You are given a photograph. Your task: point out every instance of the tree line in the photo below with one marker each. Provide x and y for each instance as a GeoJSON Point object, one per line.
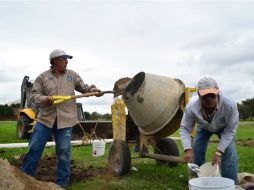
{"type": "Point", "coordinates": [11, 111]}
{"type": "Point", "coordinates": [245, 108]}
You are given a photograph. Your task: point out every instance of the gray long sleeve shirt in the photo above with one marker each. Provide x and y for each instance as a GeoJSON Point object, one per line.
{"type": "Point", "coordinates": [226, 118]}
{"type": "Point", "coordinates": [46, 84]}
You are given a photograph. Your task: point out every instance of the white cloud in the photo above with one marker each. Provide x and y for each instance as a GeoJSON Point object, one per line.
{"type": "Point", "coordinates": [114, 39]}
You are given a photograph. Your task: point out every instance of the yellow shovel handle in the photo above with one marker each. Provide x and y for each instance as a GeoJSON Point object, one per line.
{"type": "Point", "coordinates": [60, 99]}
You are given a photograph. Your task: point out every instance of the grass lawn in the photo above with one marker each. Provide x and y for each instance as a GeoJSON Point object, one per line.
{"type": "Point", "coordinates": [147, 176]}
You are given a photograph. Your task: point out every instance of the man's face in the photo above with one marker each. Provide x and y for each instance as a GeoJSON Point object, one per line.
{"type": "Point", "coordinates": [209, 101]}
{"type": "Point", "coordinates": [61, 64]}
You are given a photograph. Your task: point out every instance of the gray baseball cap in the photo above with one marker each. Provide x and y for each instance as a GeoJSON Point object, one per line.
{"type": "Point", "coordinates": [207, 85]}
{"type": "Point", "coordinates": [59, 53]}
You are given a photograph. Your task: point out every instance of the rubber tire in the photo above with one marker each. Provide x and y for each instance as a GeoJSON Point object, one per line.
{"type": "Point", "coordinates": [166, 146]}
{"type": "Point", "coordinates": [23, 127]}
{"type": "Point", "coordinates": [119, 157]}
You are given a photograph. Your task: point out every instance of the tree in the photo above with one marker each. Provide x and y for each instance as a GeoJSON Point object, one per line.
{"type": "Point", "coordinates": [246, 109]}
{"type": "Point", "coordinates": [87, 115]}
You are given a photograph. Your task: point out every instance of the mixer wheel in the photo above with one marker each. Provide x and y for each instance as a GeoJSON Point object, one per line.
{"type": "Point", "coordinates": [119, 157]}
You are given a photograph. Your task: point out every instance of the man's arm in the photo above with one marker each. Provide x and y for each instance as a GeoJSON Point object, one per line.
{"type": "Point", "coordinates": [230, 130]}
{"type": "Point", "coordinates": [187, 125]}
{"type": "Point", "coordinates": [80, 86]}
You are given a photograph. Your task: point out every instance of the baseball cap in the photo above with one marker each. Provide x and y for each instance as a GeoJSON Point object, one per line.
{"type": "Point", "coordinates": [207, 85]}
{"type": "Point", "coordinates": [59, 53]}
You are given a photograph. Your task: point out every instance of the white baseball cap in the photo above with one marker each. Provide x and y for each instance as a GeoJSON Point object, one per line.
{"type": "Point", "coordinates": [59, 53]}
{"type": "Point", "coordinates": [206, 86]}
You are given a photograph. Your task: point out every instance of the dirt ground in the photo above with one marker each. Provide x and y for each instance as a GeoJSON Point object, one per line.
{"type": "Point", "coordinates": [46, 172]}
{"type": "Point", "coordinates": [248, 142]}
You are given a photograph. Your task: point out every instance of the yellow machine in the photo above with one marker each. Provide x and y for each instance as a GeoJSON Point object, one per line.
{"type": "Point", "coordinates": [155, 107]}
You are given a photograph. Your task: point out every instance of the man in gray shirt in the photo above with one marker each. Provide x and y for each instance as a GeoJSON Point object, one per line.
{"type": "Point", "coordinates": [214, 114]}
{"type": "Point", "coordinates": [57, 119]}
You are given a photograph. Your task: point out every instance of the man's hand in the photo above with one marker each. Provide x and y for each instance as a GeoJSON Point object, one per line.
{"type": "Point", "coordinates": [189, 156]}
{"type": "Point", "coordinates": [217, 158]}
{"type": "Point", "coordinates": [93, 88]}
{"type": "Point", "coordinates": [49, 101]}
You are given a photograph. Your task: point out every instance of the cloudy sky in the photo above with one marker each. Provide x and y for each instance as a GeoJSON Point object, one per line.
{"type": "Point", "coordinates": [114, 39]}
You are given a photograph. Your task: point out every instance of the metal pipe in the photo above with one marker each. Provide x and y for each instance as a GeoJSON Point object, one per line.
{"type": "Point", "coordinates": [165, 157]}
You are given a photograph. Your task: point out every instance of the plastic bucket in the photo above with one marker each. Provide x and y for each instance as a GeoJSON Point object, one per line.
{"type": "Point", "coordinates": [209, 170]}
{"type": "Point", "coordinates": [211, 183]}
{"type": "Point", "coordinates": [98, 148]}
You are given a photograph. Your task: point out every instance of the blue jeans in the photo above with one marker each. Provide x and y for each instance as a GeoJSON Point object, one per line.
{"type": "Point", "coordinates": [229, 157]}
{"type": "Point", "coordinates": [38, 140]}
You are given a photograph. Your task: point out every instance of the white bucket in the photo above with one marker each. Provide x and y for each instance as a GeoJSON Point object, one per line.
{"type": "Point", "coordinates": [209, 170]}
{"type": "Point", "coordinates": [98, 148]}
{"type": "Point", "coordinates": [211, 183]}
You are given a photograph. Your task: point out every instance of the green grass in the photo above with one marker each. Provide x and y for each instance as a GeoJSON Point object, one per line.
{"type": "Point", "coordinates": [148, 176]}
{"type": "Point", "coordinates": [8, 132]}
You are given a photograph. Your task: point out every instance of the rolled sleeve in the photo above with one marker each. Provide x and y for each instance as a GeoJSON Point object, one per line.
{"type": "Point", "coordinates": [229, 132]}
{"type": "Point", "coordinates": [37, 92]}
{"type": "Point", "coordinates": [186, 126]}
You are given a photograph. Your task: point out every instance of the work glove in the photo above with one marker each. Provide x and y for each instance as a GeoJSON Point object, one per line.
{"type": "Point", "coordinates": [93, 88]}
{"type": "Point", "coordinates": [49, 101]}
{"type": "Point", "coordinates": [217, 158]}
{"type": "Point", "coordinates": [189, 156]}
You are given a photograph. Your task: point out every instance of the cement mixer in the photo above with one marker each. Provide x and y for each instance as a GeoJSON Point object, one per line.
{"type": "Point", "coordinates": [155, 107]}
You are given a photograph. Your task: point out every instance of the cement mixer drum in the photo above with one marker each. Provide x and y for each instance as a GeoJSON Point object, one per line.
{"type": "Point", "coordinates": [153, 102]}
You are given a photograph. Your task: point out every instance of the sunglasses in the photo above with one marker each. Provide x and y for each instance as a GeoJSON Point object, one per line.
{"type": "Point", "coordinates": [62, 58]}
{"type": "Point", "coordinates": [211, 96]}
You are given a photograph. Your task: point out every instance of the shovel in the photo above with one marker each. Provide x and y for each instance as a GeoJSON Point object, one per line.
{"type": "Point", "coordinates": [60, 99]}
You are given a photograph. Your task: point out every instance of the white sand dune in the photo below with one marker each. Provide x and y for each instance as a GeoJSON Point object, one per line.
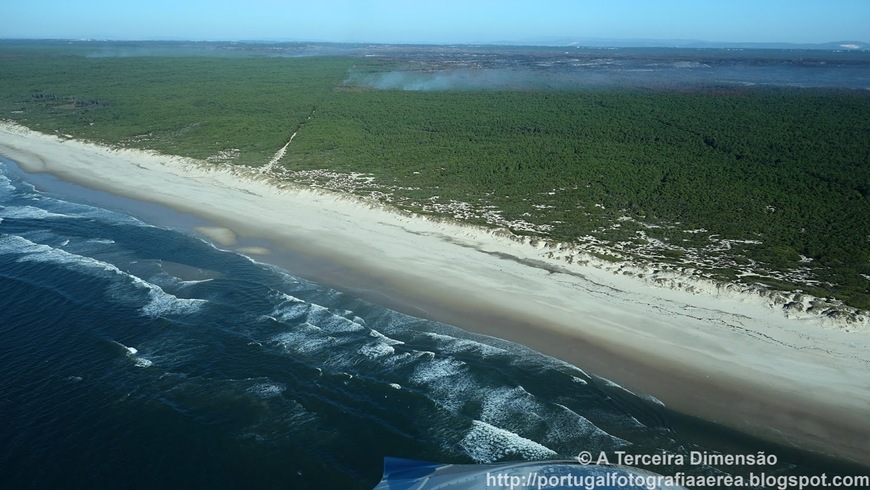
{"type": "Point", "coordinates": [712, 351]}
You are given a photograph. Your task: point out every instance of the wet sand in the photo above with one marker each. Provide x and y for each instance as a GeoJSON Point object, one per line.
{"type": "Point", "coordinates": [722, 357]}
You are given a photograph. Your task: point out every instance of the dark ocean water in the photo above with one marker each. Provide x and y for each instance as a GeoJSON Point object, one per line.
{"type": "Point", "coordinates": [135, 356]}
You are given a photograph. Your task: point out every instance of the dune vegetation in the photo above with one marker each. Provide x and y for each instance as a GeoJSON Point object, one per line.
{"type": "Point", "coordinates": [758, 185]}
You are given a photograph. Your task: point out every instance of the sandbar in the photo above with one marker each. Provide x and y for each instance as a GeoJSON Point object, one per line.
{"type": "Point", "coordinates": [709, 351]}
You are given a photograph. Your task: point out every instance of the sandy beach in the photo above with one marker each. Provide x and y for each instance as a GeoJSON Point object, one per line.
{"type": "Point", "coordinates": [719, 353]}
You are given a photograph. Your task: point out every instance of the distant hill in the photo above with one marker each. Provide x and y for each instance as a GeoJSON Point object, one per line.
{"type": "Point", "coordinates": [691, 43]}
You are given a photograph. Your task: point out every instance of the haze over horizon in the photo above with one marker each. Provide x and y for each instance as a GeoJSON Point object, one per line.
{"type": "Point", "coordinates": [447, 22]}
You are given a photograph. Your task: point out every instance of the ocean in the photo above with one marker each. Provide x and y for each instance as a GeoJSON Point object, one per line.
{"type": "Point", "coordinates": [134, 355]}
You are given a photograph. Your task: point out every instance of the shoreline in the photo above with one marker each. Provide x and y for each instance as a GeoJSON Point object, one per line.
{"type": "Point", "coordinates": [717, 354]}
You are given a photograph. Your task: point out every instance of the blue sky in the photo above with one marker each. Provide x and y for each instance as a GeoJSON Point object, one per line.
{"type": "Point", "coordinates": [440, 21]}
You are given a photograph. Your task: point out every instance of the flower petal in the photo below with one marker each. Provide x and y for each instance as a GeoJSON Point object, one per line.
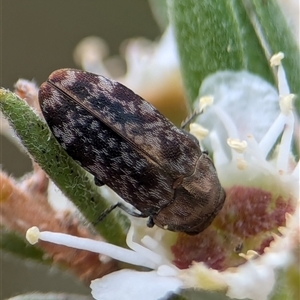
{"type": "Point", "coordinates": [131, 285]}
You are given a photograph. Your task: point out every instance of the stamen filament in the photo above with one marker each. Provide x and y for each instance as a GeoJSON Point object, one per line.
{"type": "Point", "coordinates": [269, 139]}
{"type": "Point", "coordinates": [147, 253]}
{"type": "Point", "coordinates": [285, 145]}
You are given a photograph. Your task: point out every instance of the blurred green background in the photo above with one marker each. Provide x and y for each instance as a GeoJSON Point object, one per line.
{"type": "Point", "coordinates": [37, 37]}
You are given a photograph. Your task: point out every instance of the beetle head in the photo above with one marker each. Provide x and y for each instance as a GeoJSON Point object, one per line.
{"type": "Point", "coordinates": [197, 200]}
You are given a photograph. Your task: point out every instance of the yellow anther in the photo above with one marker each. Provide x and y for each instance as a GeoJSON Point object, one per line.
{"type": "Point", "coordinates": [286, 103]}
{"type": "Point", "coordinates": [33, 235]}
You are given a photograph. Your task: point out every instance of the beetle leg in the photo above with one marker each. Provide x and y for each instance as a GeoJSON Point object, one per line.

**PROBLEM TO WORK ON:**
Could you output exactly the lines from the one containing "the yellow anther" to the end of the entries above, both included, and no others?

**EXERCISE SOLUTION:**
You are given a photograph. Your task: point out every instance of the yellow anther in the photo above with one marker each. Provide x and y for each instance as a GeoJSON Point object, one per line.
{"type": "Point", "coordinates": [286, 103]}
{"type": "Point", "coordinates": [33, 235]}
You are given a photograph. Your task: point out every instance of the beetle leg in the photo above with one marker each. Provide x and y for each instance as a GeoJSON Point object, one per line.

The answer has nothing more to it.